- DO THIS -
Pull every line of the rows below out verbatim, leaving the pictures out of your answer.

- DATA FOR PROCESSING -
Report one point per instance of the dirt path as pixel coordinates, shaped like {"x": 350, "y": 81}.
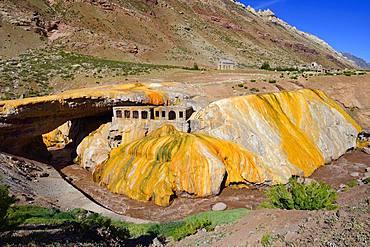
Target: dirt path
{"x": 347, "y": 226}
{"x": 38, "y": 182}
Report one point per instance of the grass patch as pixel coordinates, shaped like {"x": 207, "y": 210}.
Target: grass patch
{"x": 30, "y": 74}
{"x": 295, "y": 195}
{"x": 188, "y": 226}
{"x": 352, "y": 183}
{"x": 26, "y": 215}
{"x": 266, "y": 240}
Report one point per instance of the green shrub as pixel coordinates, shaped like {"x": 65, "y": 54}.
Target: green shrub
{"x": 189, "y": 228}
{"x": 266, "y": 66}
{"x": 28, "y": 214}
{"x": 294, "y": 195}
{"x": 189, "y": 225}
{"x": 352, "y": 183}
{"x": 5, "y": 201}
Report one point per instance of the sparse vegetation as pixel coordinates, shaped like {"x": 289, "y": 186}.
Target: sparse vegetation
{"x": 88, "y": 222}
{"x": 295, "y": 195}
{"x": 30, "y": 74}
{"x": 352, "y": 183}
{"x": 254, "y": 90}
{"x": 188, "y": 226}
{"x": 266, "y": 240}
{"x": 5, "y": 201}
{"x": 266, "y": 66}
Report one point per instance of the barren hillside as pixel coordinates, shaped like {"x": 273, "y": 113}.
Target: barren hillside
{"x": 176, "y": 32}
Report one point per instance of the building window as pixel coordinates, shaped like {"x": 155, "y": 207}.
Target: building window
{"x": 127, "y": 114}
{"x": 172, "y": 115}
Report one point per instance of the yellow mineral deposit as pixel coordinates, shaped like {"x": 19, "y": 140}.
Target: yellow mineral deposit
{"x": 153, "y": 96}
{"x": 169, "y": 161}
{"x": 246, "y": 140}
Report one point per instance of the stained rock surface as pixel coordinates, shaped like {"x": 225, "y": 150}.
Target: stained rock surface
{"x": 168, "y": 161}
{"x": 23, "y": 120}
{"x": 290, "y": 129}
{"x": 238, "y": 141}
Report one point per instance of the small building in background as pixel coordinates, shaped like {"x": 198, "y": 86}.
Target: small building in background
{"x": 226, "y": 64}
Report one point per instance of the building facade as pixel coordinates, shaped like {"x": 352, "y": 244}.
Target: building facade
{"x": 225, "y": 64}
{"x": 145, "y": 119}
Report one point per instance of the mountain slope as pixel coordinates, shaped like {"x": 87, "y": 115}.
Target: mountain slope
{"x": 178, "y": 32}
{"x": 361, "y": 63}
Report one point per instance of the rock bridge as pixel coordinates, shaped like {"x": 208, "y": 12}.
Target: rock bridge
{"x": 23, "y": 121}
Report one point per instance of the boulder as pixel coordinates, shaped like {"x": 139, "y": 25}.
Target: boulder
{"x": 255, "y": 139}
{"x": 301, "y": 129}
{"x": 168, "y": 162}
{"x": 220, "y": 206}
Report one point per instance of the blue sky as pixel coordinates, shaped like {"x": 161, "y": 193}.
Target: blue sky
{"x": 344, "y": 24}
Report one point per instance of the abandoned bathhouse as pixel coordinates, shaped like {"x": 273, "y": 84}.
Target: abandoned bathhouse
{"x": 147, "y": 118}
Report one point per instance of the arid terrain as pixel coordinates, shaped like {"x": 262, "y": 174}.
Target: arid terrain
{"x": 92, "y": 94}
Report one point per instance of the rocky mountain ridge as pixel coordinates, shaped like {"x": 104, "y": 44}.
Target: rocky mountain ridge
{"x": 174, "y": 32}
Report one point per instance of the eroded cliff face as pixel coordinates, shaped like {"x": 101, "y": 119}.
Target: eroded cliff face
{"x": 169, "y": 162}
{"x": 239, "y": 141}
{"x": 283, "y": 128}
{"x": 24, "y": 120}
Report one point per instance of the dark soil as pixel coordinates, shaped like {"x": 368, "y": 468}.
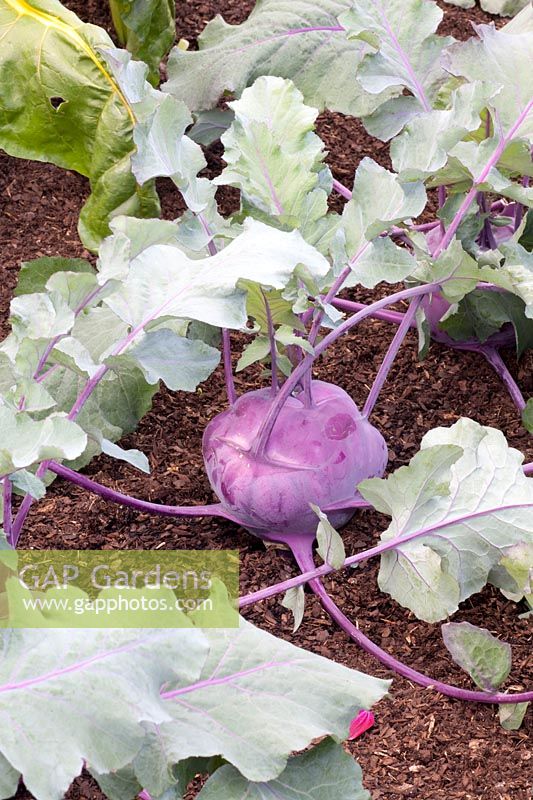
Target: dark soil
{"x": 423, "y": 746}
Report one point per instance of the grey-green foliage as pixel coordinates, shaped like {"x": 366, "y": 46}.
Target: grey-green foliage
{"x": 325, "y": 773}
{"x": 112, "y": 691}
{"x": 147, "y": 28}
{"x": 280, "y": 37}
{"x": 467, "y": 492}
{"x": 213, "y": 709}
{"x": 276, "y": 160}
{"x": 486, "y": 659}
{"x": 59, "y": 103}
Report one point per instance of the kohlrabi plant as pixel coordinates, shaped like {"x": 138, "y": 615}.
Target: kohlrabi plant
{"x": 294, "y": 460}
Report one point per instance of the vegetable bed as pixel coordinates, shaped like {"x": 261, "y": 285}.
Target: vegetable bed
{"x": 423, "y": 745}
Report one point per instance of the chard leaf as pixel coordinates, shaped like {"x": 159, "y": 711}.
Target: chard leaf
{"x": 296, "y": 39}
{"x": 486, "y": 659}
{"x": 463, "y": 500}
{"x": 33, "y": 275}
{"x": 147, "y": 28}
{"x": 326, "y": 772}
{"x": 273, "y": 155}
{"x": 179, "y": 362}
{"x": 103, "y": 684}
{"x": 243, "y": 679}
{"x": 59, "y": 103}
{"x": 294, "y": 600}
{"x": 408, "y": 51}
{"x": 163, "y": 282}
{"x": 26, "y": 442}
{"x": 379, "y": 200}
{"x": 133, "y": 457}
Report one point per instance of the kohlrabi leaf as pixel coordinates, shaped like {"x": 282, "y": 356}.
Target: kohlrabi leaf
{"x": 330, "y": 545}
{"x": 147, "y": 28}
{"x": 481, "y": 314}
{"x": 163, "y": 282}
{"x": 179, "y": 362}
{"x": 244, "y": 679}
{"x": 60, "y": 103}
{"x": 25, "y": 441}
{"x": 33, "y": 275}
{"x": 210, "y": 125}
{"x": 379, "y": 200}
{"x": 518, "y": 564}
{"x": 273, "y": 155}
{"x": 294, "y": 601}
{"x": 423, "y": 147}
{"x": 407, "y": 51}
{"x": 162, "y": 149}
{"x": 133, "y": 456}
{"x": 502, "y": 60}
{"x": 461, "y": 502}
{"x": 296, "y": 39}
{"x": 102, "y": 684}
{"x": 326, "y": 772}
{"x": 486, "y": 659}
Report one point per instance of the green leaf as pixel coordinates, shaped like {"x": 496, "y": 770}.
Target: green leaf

- CORRECT OUTPUT -
Report one point per instance of the dirt path as pixel coordinates, shaped like {"x": 350, "y": 81}.
Target: dirt path
{"x": 347, "y": 226}
{"x": 38, "y": 182}
Report one point per instance of the grass patch as pixel coordinates, shaped like {"x": 207, "y": 210}.
Target: grass patch
{"x": 30, "y": 74}
{"x": 295, "y": 195}
{"x": 188, "y": 226}
{"x": 352, "y": 183}
{"x": 26, "y": 215}
{"x": 266, "y": 240}
Report one point per instance of the green shrub as pixel coordinates, shaped like {"x": 65, "y": 54}.
Target: green shrub
{"x": 189, "y": 228}
{"x": 266, "y": 66}
{"x": 28, "y": 214}
{"x": 294, "y": 195}
{"x": 189, "y": 225}
{"x": 352, "y": 183}
{"x": 5, "y": 201}
Report one point per instance of the sparse vegetation as pixel coordinates, shaped like {"x": 289, "y": 186}.
Target: sparse vegetation
{"x": 88, "y": 222}
{"x": 295, "y": 195}
{"x": 30, "y": 74}
{"x": 352, "y": 183}
{"x": 254, "y": 90}
{"x": 188, "y": 226}
{"x": 266, "y": 240}
{"x": 5, "y": 201}
{"x": 266, "y": 66}
Report one point per instance of the barren hillside as pixel coordinates, shaped like {"x": 273, "y": 113}.
Target: barren hillside
{"x": 176, "y": 32}
Report one point per instance of the building window as pixel coordinates, shaped like {"x": 155, "y": 207}.
Target: building window
{"x": 127, "y": 114}
{"x": 172, "y": 115}
Report one point per instance of the yellow mineral deposit as pixel coordinates, shaped like {"x": 19, "y": 140}.
Target: yellow mineral deposit
{"x": 153, "y": 96}
{"x": 169, "y": 161}
{"x": 246, "y": 140}
Report one point per instance of the stained rock surface as pixel coordinates, shaped like {"x": 225, "y": 150}.
Target: stained rock surface
{"x": 168, "y": 161}
{"x": 23, "y": 120}
{"x": 290, "y": 129}
{"x": 238, "y": 141}
Report one point per instance of the small building in background as pixel coordinates, shaped like {"x": 198, "y": 86}.
Target: small building in background
{"x": 226, "y": 64}
Report one point per instance of the building facade as pixel coordinates, shaped like {"x": 352, "y": 244}.
Target: building facade
{"x": 225, "y": 64}
{"x": 145, "y": 119}
Report one point per instance of the mountain slope as pixel coordinates, shaped like {"x": 87, "y": 115}.
Target: mountain slope
{"x": 178, "y": 32}
{"x": 361, "y": 63}
Report one point per instance of the rock bridge as pixel coordinates, shaped like {"x": 208, "y": 12}.
Target: rock bridge
{"x": 23, "y": 121}
Report one point per instance of the boulder as pixel coordinates, shaped like {"x": 139, "y": 25}.
Target: boulder
{"x": 255, "y": 139}
{"x": 301, "y": 129}
{"x": 168, "y": 162}
{"x": 220, "y": 206}
Report one point per instance of the blue sky as pixel coordinates, shaped like {"x": 161, "y": 193}.
Target: blue sky
{"x": 344, "y": 24}
Report one point per instance of the abandoned bathhouse as pixel coordinates, shaped like {"x": 273, "y": 84}.
Target: abandoned bathhouse
{"x": 147, "y": 118}
Report one point per instance of the arid terrain as pixel coordinates, shaped like {"x": 262, "y": 174}.
Target: arid terrain
{"x": 92, "y": 94}
Report one point per instance of the rocky mountain ridge as pixel coordinates, shaped like {"x": 104, "y": 44}.
Target: rocky mountain ridge
{"x": 174, "y": 32}
Report one point per instance of the eroded cliff face as pixel coordinates, shaped like {"x": 101, "y": 119}.
Target: eroded cliff face
{"x": 169, "y": 162}
{"x": 239, "y": 141}
{"x": 283, "y": 128}
{"x": 24, "y": 120}
Report one point per instance of the dark soil as pixel coordinates, shaped like {"x": 368, "y": 468}.
Target: dark soil
{"x": 423, "y": 746}
Report one point per instance of the grey-green foliage as pixel coordinates, shaped like {"x": 366, "y": 46}.
Target: grey-green foliage
{"x": 325, "y": 773}
{"x": 112, "y": 691}
{"x": 147, "y": 28}
{"x": 280, "y": 37}
{"x": 467, "y": 492}
{"x": 213, "y": 709}
{"x": 276, "y": 160}
{"x": 486, "y": 659}
{"x": 59, "y": 103}
Report one point per instance of the kohlrabi plant as pixel coordinates, shaped like {"x": 138, "y": 615}.
Target: kohlrabi plant
{"x": 294, "y": 460}
Report one point per instance of the vegetable bed as pixel coordinates, shaped like {"x": 261, "y": 285}.
Target: vegetable bed
{"x": 423, "y": 745}
Report one point per instance of the chard leaf as pixel coordinates, shaped like {"x": 159, "y": 711}.
Target: chard leaf
{"x": 296, "y": 39}
{"x": 486, "y": 659}
{"x": 463, "y": 500}
{"x": 33, "y": 275}
{"x": 147, "y": 28}
{"x": 326, "y": 772}
{"x": 273, "y": 155}
{"x": 179, "y": 362}
{"x": 103, "y": 684}
{"x": 243, "y": 679}
{"x": 59, "y": 103}
{"x": 294, "y": 600}
{"x": 408, "y": 51}
{"x": 163, "y": 282}
{"x": 26, "y": 442}
{"x": 379, "y": 200}
{"x": 133, "y": 457}
Report one point per instance of the kohlrabi leaf as pixel coordinates, shaped like {"x": 282, "y": 356}.
Target: kohlrabi leaf
{"x": 330, "y": 545}
{"x": 147, "y": 28}
{"x": 481, "y": 314}
{"x": 163, "y": 282}
{"x": 179, "y": 362}
{"x": 244, "y": 679}
{"x": 60, "y": 103}
{"x": 25, "y": 441}
{"x": 33, "y": 275}
{"x": 210, "y": 125}
{"x": 379, "y": 200}
{"x": 518, "y": 564}
{"x": 273, "y": 155}
{"x": 294, "y": 601}
{"x": 423, "y": 147}
{"x": 407, "y": 51}
{"x": 162, "y": 149}
{"x": 133, "y": 456}
{"x": 502, "y": 60}
{"x": 461, "y": 502}
{"x": 296, "y": 39}
{"x": 102, "y": 684}
{"x": 326, "y": 772}
{"x": 486, "y": 659}
Report one point per instance of the green leaf as pixel coordinates, shaped like {"x": 496, "y": 770}.
Target: green leaf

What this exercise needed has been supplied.